** Instructions to follow **
Copy the listing in full and exactly, omitting its images.

——

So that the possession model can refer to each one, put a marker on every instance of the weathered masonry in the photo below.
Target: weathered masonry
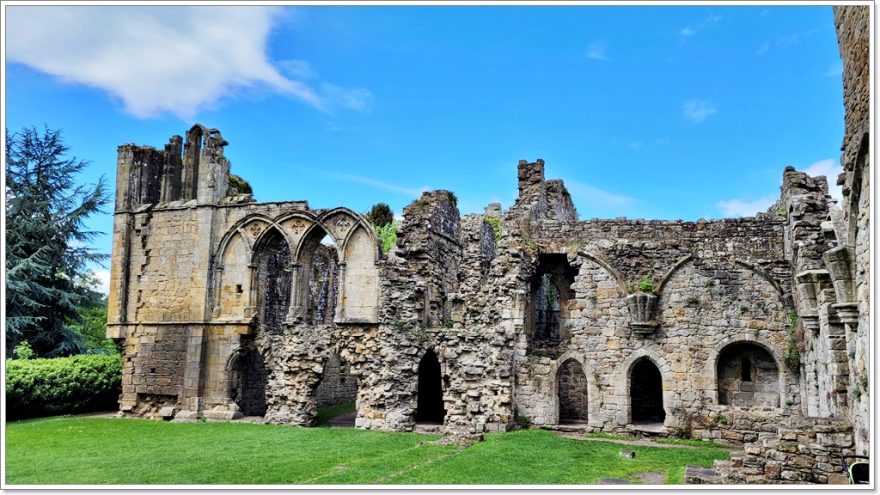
(743, 330)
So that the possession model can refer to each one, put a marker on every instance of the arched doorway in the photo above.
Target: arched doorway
(319, 277)
(646, 392)
(572, 392)
(337, 385)
(429, 408)
(248, 381)
(272, 258)
(747, 376)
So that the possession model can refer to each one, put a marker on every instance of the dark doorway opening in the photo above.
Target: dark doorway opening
(429, 407)
(550, 293)
(273, 281)
(747, 376)
(249, 378)
(572, 383)
(646, 393)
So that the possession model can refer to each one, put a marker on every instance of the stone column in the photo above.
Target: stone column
(216, 287)
(296, 305)
(340, 293)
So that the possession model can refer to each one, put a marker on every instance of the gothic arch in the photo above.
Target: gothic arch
(785, 300)
(591, 387)
(669, 273)
(623, 380)
(621, 282)
(711, 366)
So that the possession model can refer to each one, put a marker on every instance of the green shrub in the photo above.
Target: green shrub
(237, 186)
(47, 387)
(388, 235)
(380, 215)
(646, 284)
(495, 223)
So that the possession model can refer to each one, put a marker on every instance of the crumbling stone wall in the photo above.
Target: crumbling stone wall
(853, 34)
(704, 328)
(337, 385)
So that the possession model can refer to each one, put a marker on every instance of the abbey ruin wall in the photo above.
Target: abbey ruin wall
(736, 329)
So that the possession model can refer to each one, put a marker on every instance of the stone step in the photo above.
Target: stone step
(696, 475)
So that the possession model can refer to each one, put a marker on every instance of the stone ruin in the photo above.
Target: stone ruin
(751, 330)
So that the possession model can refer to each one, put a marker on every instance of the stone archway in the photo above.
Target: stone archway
(248, 380)
(572, 392)
(429, 395)
(646, 392)
(747, 375)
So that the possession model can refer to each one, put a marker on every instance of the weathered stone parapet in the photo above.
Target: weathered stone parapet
(802, 450)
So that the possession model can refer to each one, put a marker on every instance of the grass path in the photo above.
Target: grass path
(133, 451)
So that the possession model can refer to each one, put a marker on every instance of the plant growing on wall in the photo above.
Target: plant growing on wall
(495, 223)
(387, 235)
(380, 215)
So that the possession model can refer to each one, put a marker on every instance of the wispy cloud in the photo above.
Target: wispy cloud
(835, 70)
(698, 110)
(409, 191)
(592, 196)
(163, 59)
(830, 168)
(597, 50)
(689, 31)
(744, 208)
(297, 69)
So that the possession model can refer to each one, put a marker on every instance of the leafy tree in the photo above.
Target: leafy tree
(388, 235)
(93, 328)
(237, 186)
(380, 215)
(47, 253)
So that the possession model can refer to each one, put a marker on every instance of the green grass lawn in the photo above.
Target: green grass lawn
(68, 450)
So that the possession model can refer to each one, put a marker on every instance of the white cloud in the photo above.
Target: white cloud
(297, 69)
(697, 110)
(742, 208)
(103, 278)
(158, 59)
(830, 169)
(588, 195)
(596, 50)
(379, 184)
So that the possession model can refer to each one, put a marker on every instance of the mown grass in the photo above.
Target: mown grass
(132, 451)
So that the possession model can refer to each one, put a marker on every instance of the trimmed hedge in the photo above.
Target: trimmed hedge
(48, 387)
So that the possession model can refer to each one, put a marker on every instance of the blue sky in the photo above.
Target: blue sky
(655, 112)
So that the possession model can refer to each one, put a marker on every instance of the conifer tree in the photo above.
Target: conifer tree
(47, 246)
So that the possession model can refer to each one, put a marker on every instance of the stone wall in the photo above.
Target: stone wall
(853, 34)
(802, 450)
(225, 307)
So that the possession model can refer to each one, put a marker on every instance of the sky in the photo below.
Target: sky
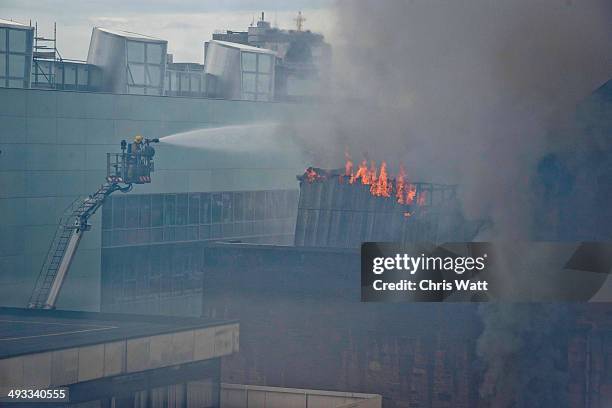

——

** Finished task **
So that the possession model can refer to each one, put a marker on every instance of the weathered masonry in the photo below.
Target: weathered masonry
(743, 330)
So that the possession model can refer to each one, put a marker on every instance of the arched doorway in the photo above.
Target: arched doorway
(319, 277)
(646, 392)
(572, 392)
(337, 385)
(429, 408)
(248, 381)
(272, 258)
(747, 376)
So that the possession model can refer to each one, put a marker on every instance of the dark doorway opening in the photo above.
Target: dark doorway opening
(429, 407)
(550, 293)
(273, 281)
(747, 376)
(249, 378)
(572, 383)
(646, 393)
So that the possession model can refer to each one, put a marker on every instance of the stone column in the photo above.
Target: stone column
(216, 287)
(296, 305)
(340, 293)
So that the possession model can refer to each one, put a marker on every instance of the gothic arch in the photo above.
Target: gothic arch
(785, 300)
(591, 387)
(669, 273)
(623, 380)
(621, 282)
(711, 366)
So that the possession model can refer to each one, put a marker on every instance of the green shrub in the photo above.
Target: green shrub
(237, 186)
(47, 387)
(388, 235)
(380, 215)
(646, 284)
(495, 223)
So that the possession model can refer to each one, put a marker on every instance of the crumbling stone wall in the photo above.
Target: crumbling stone wall
(853, 34)
(704, 328)
(337, 385)
So that the possession model can refer to each one, put a marker on every instance of the abbey ruin wall in the photo above.
Target: abbey ruin wall
(736, 329)
So that the possession model can refer to each one, put a marker on every instance of the stone step in the photo above.
Target: stone step
(696, 475)
So that the possession model can refer to each one, put a marker on every instance of the stone ruin in the photo above.
Target: stone ruin
(751, 330)
So that the possession model can refer to each one, put a marker on every instance of the stone archway in the photo above.
Target: stone archway
(248, 380)
(572, 392)
(429, 395)
(646, 392)
(747, 375)
So that the possession model can refer to each one, put a marker on every instance of the weathered stone parapet in the photo above.
Target: weathered stone parapet
(802, 450)
So that the possession model can refer to each one, put a marker on every instance of the grass path in the photo above.
Target: grass path
(133, 451)
So that the possession model can refer to each one, put a marker on every instance of the plant growing on wall in the photo above.
Target: plant growing on wall
(495, 223)
(387, 235)
(380, 215)
So that the possession model can refer to each one, put a marker on every instance of the wispy cloud in the photo above.
Target: wispy cloud
(835, 70)
(698, 110)
(409, 191)
(592, 196)
(163, 59)
(830, 168)
(597, 50)
(689, 31)
(744, 208)
(297, 69)
So that the possession model can refer to each one, put a marker on every instance of the leafy tree in the photo above.
Target: leafy tree
(388, 235)
(93, 328)
(237, 186)
(380, 215)
(47, 253)
So that the possession model can refer to each one, put a marker on every instance of the green grass lawn in the photo above.
Target: green grass lawn
(68, 450)
So that the possession model can refer to each one, put a marker on every instance of the white cloud in the photo above.
Target: white cloud
(297, 69)
(697, 110)
(742, 208)
(103, 278)
(158, 59)
(830, 169)
(588, 195)
(596, 50)
(379, 184)
So that the possession model can refer to each one, put a marker on every instance of the mown grass in the photo above.
Target: mown grass
(132, 451)
So that the possession model can refer to each one, put a marker on every instance of the trimmed hedge in the photo above.
Target: trimmed hedge
(48, 387)
So that the possession model can refer to each one, put a marker on every instance of the blue sky in the photo above.
Target: blue sky
(655, 112)
So that the possession model can refer to each one, put a marker on every instance of the conifer tree in the photo above.
Target: conifer tree
(47, 246)
So that the possession model can refer to each one, put a marker on every instance of the stone wall in the photo above.
Target: stone wall
(853, 34)
(802, 450)
(225, 307)
So that the possession model can refer to each one, put a marker on every instance of the sky in the photo below.
Target: sky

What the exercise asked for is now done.